• _Region pointing data_:
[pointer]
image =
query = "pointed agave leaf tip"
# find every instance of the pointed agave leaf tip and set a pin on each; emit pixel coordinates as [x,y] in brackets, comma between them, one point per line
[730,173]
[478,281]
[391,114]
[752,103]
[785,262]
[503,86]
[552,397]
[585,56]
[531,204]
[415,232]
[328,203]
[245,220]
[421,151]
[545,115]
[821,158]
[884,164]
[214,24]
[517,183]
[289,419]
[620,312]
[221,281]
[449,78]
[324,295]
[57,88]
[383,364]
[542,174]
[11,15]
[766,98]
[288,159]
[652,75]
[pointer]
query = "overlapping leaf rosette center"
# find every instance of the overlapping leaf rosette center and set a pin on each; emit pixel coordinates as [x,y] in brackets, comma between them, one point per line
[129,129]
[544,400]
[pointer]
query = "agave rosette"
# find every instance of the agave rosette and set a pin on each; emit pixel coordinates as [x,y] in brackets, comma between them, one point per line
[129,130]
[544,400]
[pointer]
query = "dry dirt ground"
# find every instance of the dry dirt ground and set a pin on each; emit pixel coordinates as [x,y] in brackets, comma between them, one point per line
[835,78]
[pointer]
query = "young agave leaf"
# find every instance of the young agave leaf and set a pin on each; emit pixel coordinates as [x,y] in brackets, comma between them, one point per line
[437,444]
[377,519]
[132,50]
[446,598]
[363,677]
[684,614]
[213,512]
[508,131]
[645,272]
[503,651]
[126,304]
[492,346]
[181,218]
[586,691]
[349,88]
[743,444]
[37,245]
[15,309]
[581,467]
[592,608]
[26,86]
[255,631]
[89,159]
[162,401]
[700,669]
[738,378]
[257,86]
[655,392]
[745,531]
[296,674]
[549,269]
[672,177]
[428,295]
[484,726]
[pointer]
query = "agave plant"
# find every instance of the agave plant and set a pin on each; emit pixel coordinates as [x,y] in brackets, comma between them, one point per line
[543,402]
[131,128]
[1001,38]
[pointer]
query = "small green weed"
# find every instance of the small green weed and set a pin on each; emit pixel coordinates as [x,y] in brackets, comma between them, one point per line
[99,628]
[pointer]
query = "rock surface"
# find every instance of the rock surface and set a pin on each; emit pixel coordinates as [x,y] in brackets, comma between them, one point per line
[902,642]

• _REQUIRED ACTION_: Using the records above, copy all lines that include the word "query".

• _ANSWER TO THE EXERCISE_:
query = "pointed agave leaf tip"
query = "overlapping leaf rosette center"
query = "agave rosette"
query = "dry dirt ground"
query = "young agave leaf"
query = "agave plant"
query = "small green weed"
query = "rock surface"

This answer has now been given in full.